:: Selected extract ::

Why not try to use indirect tables if they are available, irrespective
of the size of the required allocation? From a memory usage point of
view, it is likely to always be a gain, unless your id space is so
small that it fits in a single page. And with PCIe, you know for sure
that the ID space is extremely sparse, hence indirect tables are an
immediate win.

Do you see any value in using the indirect table as a last resort?

> +
> + val |= GITS_BASER_INDIRECT;
> + writeq_relaxed(val, its->base + GITS_BASER + i * 8);
> + tmp = readq_relaxed(its->base + GITS_BASER + i * 8);
> + tried_indirect = true;
> +
> + /* Does ITS HW supports Indirect table walk? */
> + if (!(tmp & GITS_BASER_INDIRECT)) {
> + pr_warn("%s: Device Table too large, reduce order to %u\n",
> + node_name, order);
> + goto retry_baser;
> + }
> +
> + /*
> + * According to GIC spec, the size of the Level2 table
> + * is equal to ITS page size which is 'psz'. For
> + * computing Level1 table1 size, subtract DevID bits
> + * that covers Level2 table from 'ids' which is reported
> + * by ITS hardware times Level1 table entry size 8bytes.
> + *
> + * L2-DevIDs = ilog2(psz / entry_size)
> + * L1-DevIDs = ids (reported by HW) - L2-DevIDs
> + * Table1 size = L1-DevIDs * 8Bytes
> + */
> + ids -= ilog2(psz / entry_size);
> + order = get_order(GITS_LEVEL1_ENTRY_SIZE << ids);
> +
> + /* Limit Level1 table size to MAX_ORDER-1 */
> + order = min(order, MAX_ORDER - 1);
> + indirect = GITS_BASER_INDIRECT;
> + its->tables[type].base = NULL;
> + goto retry_alloc_baser;
> + }
> +

Please take this opportunity to split this function into something
manageable. It is really getting out of control. Something to directly
deal with the device table seems in order.

> if (val != tmp) {
> pr_err("ITS: %s: GITS_BASER%d doesn't stick: %lx %lx\n",
> node_name, i,
> @@ -971,10 +1013,12 @@ retry_baser:
> goto out_free;
> }
>
> - pr_info("ITS: allocated %d %s @%lx (psz %dK, shr %d)\n",
> - (int)(PAGE_ORDER_TO_SIZE(order) / entry_size),
> + pr_info("ITS: allocated %d %s @%lx (%s, psz %dK, shr %d)\n",
> + (int)(PAGE_ORDER_TO_SIZE(order) /
> + (indirect ? GITS_LEVEL1_ENTRY_SIZE : entry_size)),
> its_base_type_string[type],
> (unsigned long)virt_to_phys(base),
> + indirect ? "indirect" : "flat",
> psz / SZ_1K, (int)shr >> GITS_BASER_SHAREABILITY_SHIFT);
> }
>
> @@ -1149,6 +1193,46 @@ static struct its_device *its_find_device(struct its_node *its, u32 dev_id)

:::
:: Provided records ::

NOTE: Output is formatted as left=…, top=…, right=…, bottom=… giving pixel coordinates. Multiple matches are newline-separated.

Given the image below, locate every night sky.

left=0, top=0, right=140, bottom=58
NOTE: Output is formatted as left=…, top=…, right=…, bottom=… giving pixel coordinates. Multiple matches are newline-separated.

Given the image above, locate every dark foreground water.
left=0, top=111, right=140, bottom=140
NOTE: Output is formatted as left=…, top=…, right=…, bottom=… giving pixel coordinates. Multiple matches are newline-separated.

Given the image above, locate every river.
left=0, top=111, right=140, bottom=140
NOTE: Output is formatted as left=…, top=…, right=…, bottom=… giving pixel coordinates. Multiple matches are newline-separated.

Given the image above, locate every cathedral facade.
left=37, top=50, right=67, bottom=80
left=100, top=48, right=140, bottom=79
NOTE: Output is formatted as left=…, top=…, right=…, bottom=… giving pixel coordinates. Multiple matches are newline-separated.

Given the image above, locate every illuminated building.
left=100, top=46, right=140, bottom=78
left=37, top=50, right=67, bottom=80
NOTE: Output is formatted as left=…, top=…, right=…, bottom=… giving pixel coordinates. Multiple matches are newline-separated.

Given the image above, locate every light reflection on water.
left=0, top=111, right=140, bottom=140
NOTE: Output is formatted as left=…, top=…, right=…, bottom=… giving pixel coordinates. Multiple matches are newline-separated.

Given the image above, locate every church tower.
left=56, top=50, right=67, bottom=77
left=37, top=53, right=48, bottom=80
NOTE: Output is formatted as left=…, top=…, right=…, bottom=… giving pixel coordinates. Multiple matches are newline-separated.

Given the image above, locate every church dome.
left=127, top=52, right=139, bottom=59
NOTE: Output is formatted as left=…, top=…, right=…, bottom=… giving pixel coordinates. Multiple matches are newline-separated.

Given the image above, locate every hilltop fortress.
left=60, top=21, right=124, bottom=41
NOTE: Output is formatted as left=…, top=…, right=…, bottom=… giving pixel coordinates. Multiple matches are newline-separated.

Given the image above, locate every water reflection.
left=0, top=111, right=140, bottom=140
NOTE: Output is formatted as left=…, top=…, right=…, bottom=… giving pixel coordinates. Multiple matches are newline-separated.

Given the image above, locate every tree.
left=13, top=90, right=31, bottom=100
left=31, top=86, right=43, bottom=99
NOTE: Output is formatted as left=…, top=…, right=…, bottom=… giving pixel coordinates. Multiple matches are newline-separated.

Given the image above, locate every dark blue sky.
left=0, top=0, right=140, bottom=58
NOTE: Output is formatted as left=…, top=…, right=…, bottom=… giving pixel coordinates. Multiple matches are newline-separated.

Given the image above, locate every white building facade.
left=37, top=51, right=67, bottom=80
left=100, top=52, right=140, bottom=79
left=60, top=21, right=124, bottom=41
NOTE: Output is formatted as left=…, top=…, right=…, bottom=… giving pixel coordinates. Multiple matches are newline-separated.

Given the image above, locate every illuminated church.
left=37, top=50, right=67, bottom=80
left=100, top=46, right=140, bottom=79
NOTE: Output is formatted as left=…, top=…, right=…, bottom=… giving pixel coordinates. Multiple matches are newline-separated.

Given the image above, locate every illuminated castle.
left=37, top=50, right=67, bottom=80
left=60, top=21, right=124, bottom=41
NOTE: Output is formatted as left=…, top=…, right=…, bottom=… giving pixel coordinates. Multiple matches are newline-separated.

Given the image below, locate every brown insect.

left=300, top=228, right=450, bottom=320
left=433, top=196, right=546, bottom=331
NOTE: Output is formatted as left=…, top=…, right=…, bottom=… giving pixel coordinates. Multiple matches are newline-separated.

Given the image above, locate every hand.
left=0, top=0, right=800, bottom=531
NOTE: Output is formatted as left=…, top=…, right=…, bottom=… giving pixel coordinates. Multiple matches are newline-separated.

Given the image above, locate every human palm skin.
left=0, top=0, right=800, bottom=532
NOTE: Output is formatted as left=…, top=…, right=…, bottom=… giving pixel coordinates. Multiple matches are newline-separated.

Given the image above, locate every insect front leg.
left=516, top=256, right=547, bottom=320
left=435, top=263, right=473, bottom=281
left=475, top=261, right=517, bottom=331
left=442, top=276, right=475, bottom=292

:::

Please take the code review of the ITS indirect device table patch further, picking up right after its last line.

> return its_dev;
> }
>
> +static bool its_alloc_device_table(struct its_baser *baser, u32 dev_id)
> +{
> + u32 entry_size = GITS_BASER_ENTRY_SIZE(baser->val);
> + u64 *table = baser->base;
> + struct page *page;
> + u32 psz = SZ_64K;
> + u32 idx;
> +
> + /* Don't allow 'dev_id' that exceeds single, flat table limit */
> + if (!(baser->val & GITS_BASER_INDIRECT)) {
> + if (dev_id >= (PAGE_ORDER_TO_SIZE(baser->order) / entry_size))
> + return false;
> + return true;
> + }
> +
> + /* Compute Level1 table index & check if that exceeds table range */
> + idx = dev_id >> ilog2(baser->psz / entry_size);
> + if (idx >= (PAGE_ORDER_TO_SIZE(baser->order) / GITS_LEVEL1_ENTRY_SIZE))
> + return false;
> +
> + /* Allocate memory for Level2 table */
> + if (!table[idx]) {
> + page = alloc_pages_exact(psz, GFP_KERNEL | __GFP_ZERO);
> + if (!page)
> + return false;
> +
> + table[idx] = page_to_phys(page) | GITS_BASER_VALID;

Be careful, this must be written in LE format. If you're running a BE
kernel, you're in for a nasty surprise...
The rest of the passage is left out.